» SHORT EXERCISE:
Extract every line in the records below that contains the string "socks". Case counts.

######

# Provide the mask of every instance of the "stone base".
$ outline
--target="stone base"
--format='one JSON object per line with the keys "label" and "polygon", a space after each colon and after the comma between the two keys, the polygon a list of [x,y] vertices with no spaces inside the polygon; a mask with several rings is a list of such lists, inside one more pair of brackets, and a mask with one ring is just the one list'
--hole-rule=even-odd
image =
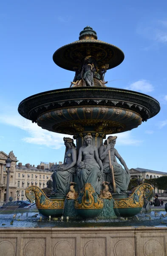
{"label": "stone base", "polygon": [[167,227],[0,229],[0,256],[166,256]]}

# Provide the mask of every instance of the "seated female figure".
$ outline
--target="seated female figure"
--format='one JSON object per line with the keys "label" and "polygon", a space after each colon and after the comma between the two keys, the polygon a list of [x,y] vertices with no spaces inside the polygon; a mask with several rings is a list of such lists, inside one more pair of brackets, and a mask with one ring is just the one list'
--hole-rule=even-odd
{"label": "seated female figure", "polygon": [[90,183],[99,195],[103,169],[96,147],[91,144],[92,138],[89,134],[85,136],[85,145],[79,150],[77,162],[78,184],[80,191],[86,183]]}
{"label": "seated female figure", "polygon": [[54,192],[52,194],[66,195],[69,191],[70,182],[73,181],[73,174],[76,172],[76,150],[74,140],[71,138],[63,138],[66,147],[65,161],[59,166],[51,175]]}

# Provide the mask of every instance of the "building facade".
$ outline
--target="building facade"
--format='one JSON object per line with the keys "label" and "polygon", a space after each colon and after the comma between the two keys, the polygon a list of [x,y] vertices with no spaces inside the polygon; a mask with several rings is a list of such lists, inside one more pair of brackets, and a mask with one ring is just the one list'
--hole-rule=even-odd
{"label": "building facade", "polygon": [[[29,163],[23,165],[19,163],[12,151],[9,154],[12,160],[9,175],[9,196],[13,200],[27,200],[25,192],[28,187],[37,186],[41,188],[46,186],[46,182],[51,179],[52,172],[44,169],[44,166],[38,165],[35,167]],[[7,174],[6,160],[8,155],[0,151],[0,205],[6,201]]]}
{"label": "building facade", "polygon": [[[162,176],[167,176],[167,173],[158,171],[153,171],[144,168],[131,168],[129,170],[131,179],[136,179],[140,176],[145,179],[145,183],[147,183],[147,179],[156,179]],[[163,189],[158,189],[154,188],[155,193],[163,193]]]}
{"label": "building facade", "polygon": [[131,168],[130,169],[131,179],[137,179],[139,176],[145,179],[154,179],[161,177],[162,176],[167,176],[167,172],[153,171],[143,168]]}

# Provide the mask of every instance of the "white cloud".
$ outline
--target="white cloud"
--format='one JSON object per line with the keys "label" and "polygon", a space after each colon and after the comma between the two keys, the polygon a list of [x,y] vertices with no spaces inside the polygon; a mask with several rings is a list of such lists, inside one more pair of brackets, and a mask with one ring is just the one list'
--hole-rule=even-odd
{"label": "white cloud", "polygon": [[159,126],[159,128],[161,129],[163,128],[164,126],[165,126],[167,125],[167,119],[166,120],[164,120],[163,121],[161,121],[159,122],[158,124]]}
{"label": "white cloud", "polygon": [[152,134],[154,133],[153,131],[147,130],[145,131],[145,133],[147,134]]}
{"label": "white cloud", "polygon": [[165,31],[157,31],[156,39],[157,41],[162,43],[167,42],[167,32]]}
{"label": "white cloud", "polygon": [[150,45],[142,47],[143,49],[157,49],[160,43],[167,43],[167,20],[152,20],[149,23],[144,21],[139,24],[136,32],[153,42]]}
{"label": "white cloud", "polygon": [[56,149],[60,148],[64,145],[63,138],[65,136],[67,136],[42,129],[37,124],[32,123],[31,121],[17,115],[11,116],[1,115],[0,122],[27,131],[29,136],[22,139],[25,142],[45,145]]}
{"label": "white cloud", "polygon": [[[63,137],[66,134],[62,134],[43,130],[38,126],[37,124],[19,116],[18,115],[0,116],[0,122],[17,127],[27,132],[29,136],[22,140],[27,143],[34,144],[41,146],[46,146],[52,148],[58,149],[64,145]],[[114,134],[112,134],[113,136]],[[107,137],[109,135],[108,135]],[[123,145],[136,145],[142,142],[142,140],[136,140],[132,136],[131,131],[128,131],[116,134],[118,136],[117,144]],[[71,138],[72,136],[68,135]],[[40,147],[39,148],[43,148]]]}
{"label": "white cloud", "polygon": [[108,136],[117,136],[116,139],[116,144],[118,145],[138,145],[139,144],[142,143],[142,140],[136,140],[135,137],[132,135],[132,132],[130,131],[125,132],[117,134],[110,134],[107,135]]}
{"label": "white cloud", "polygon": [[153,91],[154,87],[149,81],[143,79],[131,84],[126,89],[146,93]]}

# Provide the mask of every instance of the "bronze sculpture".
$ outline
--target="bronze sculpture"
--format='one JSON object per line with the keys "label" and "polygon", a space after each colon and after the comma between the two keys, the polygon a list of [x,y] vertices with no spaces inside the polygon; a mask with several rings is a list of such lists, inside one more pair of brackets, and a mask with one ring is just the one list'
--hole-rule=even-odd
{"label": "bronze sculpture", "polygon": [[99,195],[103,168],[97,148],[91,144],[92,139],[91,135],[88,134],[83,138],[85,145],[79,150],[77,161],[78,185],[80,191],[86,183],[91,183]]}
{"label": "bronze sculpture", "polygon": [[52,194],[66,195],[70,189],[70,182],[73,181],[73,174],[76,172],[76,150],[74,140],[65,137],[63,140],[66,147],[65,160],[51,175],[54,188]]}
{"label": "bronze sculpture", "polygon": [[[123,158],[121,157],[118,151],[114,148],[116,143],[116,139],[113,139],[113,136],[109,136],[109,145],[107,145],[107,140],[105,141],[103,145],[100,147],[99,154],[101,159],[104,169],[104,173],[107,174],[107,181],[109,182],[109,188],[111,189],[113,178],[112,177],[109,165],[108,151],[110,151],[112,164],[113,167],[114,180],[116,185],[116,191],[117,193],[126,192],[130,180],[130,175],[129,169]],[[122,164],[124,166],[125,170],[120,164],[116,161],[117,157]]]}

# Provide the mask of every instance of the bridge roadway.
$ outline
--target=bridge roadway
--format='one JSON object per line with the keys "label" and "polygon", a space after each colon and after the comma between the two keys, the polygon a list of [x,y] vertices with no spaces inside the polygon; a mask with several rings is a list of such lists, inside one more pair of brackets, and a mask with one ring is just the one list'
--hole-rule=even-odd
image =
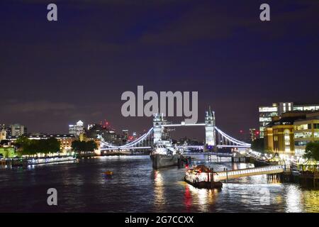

######

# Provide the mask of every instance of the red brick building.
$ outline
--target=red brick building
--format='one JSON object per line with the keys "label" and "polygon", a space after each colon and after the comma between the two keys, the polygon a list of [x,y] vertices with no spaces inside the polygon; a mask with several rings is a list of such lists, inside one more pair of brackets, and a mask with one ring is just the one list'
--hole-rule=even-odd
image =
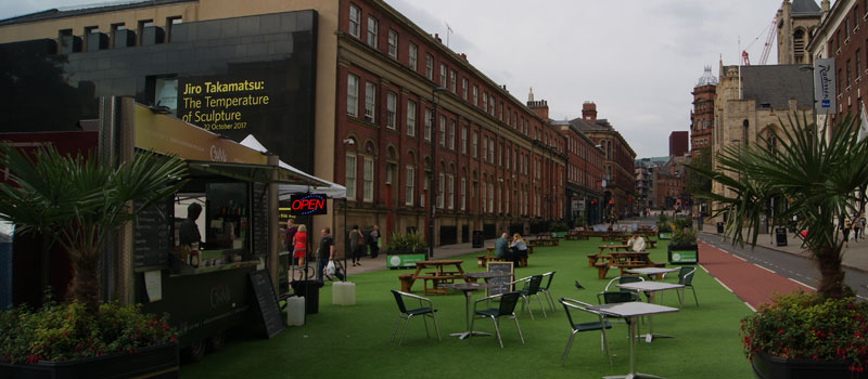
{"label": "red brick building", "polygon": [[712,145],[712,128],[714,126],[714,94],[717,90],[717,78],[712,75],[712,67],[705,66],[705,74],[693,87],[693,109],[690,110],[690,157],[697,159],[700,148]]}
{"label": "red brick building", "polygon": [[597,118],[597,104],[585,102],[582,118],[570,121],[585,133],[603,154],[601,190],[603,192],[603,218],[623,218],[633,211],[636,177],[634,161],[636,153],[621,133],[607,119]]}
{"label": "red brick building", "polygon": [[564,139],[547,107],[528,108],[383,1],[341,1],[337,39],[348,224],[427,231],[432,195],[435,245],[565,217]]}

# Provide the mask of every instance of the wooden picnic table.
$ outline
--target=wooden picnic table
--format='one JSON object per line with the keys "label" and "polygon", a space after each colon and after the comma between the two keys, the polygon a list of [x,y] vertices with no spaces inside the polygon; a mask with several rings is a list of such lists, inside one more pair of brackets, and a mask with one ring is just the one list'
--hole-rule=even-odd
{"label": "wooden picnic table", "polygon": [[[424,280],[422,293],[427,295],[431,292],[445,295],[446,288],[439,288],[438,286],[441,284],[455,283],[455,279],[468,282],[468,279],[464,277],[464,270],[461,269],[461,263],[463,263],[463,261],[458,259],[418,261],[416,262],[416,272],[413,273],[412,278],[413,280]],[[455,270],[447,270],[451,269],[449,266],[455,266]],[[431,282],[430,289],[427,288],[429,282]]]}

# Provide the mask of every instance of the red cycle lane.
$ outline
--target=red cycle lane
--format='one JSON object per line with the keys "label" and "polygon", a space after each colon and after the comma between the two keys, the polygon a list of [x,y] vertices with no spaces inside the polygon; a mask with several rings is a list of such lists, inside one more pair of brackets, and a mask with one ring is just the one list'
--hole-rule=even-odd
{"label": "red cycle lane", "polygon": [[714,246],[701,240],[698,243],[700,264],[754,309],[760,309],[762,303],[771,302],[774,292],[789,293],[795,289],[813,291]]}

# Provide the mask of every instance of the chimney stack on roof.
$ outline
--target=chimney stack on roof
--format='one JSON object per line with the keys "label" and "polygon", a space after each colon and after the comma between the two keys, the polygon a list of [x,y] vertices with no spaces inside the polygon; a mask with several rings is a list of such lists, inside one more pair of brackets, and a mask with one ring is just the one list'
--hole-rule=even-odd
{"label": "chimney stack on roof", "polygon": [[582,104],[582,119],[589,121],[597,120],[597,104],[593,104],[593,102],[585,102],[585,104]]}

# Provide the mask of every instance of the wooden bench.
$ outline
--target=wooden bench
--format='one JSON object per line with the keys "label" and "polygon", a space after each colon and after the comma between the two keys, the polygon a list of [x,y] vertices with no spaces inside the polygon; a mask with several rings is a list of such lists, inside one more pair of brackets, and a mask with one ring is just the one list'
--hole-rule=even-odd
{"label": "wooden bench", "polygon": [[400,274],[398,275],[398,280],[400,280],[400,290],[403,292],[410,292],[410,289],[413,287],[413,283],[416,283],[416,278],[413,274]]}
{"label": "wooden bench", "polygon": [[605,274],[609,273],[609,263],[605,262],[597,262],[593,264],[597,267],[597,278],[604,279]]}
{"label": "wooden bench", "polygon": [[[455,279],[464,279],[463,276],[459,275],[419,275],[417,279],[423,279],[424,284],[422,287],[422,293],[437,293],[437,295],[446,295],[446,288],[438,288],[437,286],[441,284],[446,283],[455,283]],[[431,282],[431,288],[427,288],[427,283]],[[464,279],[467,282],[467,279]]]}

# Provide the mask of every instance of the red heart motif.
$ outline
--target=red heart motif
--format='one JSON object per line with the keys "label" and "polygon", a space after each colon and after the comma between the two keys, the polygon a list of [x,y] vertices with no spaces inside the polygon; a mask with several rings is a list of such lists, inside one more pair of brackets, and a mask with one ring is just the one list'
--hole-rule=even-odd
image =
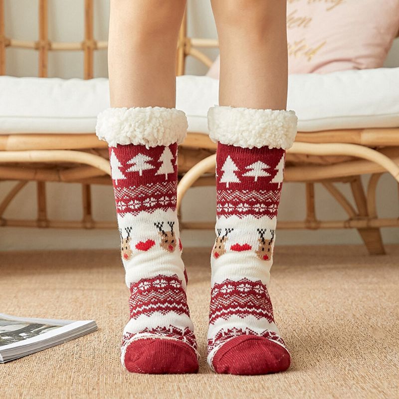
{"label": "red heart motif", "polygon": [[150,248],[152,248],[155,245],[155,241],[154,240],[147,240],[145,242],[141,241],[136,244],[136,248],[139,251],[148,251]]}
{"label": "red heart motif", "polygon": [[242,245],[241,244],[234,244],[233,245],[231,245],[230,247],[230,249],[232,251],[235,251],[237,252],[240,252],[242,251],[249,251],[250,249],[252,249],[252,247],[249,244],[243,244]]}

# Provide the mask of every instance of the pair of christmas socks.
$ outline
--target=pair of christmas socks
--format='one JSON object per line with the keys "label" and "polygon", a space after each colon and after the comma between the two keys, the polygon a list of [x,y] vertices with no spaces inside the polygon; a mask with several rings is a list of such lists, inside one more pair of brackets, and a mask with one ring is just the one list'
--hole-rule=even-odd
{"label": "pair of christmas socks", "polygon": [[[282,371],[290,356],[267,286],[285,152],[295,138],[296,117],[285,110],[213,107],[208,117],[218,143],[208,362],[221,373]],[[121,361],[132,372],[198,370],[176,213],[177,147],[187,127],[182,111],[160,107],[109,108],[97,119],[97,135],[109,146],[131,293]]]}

######

» THE REPLY:
# Provide the mask of every instance of the pair of christmas socks.
--target=pair of christmas socks
{"label": "pair of christmas socks", "polygon": [[[282,371],[290,356],[267,286],[285,152],[295,138],[296,117],[285,110],[213,107],[208,117],[218,143],[208,362],[221,373]],[[121,361],[132,372],[198,370],[176,213],[177,147],[187,127],[182,111],[160,107],[109,108],[97,119],[97,135],[109,146],[131,293]]]}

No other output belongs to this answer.